EXCERPTED PASSAGE –
________

Self-Affirmation
Taylor Dann
“Hey, I love you,”
Statements made into the mirror. The calm cold reflection glinting off the silver surface as you utter those words. Self-affirmation, or maybe just practice, or maybe trying to feel that connection – any connection – with somebody, even if it's only a pale shadow of you. You looking back at you, disheveled, because who needs morning ablutions when you're not going anywhere anyway.
I know what it's like to spend time alone. I never knew how to spend alone time.
“Relax.”
That's the advice I get most often, or maybe, “Just let it go.”
“Take care of yourself.”
“It's ok to feel alone.”
We all know that, but it is easier said…
That kind of thinking is not in my nature. Loneliness, anxiety, self-doubt…that just sounds like every other morning, but without the distraction of direction or work to keep me from spiraling down a self-preservation sink-hole of stress and feelings of inadequacy or aimlessness. Rather than sitting at a desk alone in the office, we are sitting at home doing the same thing. You would think a couch would be more comfortable. There are some comforts you did not expect to miss. Like car rides to work. You might be alone, but you are surrounded by others zooming by. Your own bodily lack of movement is its own tension.

________

THE DATA –
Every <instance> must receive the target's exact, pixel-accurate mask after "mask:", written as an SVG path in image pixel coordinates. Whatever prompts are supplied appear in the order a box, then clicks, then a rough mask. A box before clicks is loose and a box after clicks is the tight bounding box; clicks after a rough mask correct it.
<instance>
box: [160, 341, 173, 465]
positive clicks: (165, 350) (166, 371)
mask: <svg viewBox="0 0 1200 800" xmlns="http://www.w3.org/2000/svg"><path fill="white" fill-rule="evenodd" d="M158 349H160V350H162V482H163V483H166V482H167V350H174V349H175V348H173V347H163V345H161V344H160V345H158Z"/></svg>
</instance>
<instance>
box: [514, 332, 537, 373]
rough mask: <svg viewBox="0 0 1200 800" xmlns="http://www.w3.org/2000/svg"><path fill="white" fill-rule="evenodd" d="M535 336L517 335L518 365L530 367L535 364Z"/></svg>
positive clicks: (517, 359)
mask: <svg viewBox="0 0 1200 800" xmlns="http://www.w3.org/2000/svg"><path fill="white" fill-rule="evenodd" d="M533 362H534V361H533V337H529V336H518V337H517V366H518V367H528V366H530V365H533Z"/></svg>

________

PROBLEM 1 – Translate this sentence from the self-affirmation essay into Spanish: "I know what it's like to spend time alone."
PROBLEM 2 – Carry on the self-affirmation essay, starting right after its last sentence, "Your own bodily lack of movement is its own tension."
The rows are not required for any of the tasks.

EXERCISE ANSWER 1 – Sé lo que es pasar tiempo a solas.

EXERCISE ANSWER 2 –
Well, I guess it's Tuesday. So I made it past Monday and one-hundred and forty-five other days of house-boundness. Just X days to go—an unknown variable. Nothing like a light at the end of the tunnel to keep the anxiety away. Was it this bad before everything stopped?
You tell yourself, No, but know it may well have been. Were you less tense? Less anxious? Or were there simply more distractions. TikTok, Facebook, Twitter, Instagram. All these friends but still isolated, even before isolation. When you measure your life by whether you have accomplished enough to garner the respect of others, measuring your worth against history and expectation, life can be a treadmill of inadequacy. Lines continuously drawn further out in the sand to exceed others, to become excellence.
In the absence of those external pressures, without outlets, without movement, sometimes it’s all you can do just to look in the mirror and practice some self-affirmation.
“Hey, I love you.”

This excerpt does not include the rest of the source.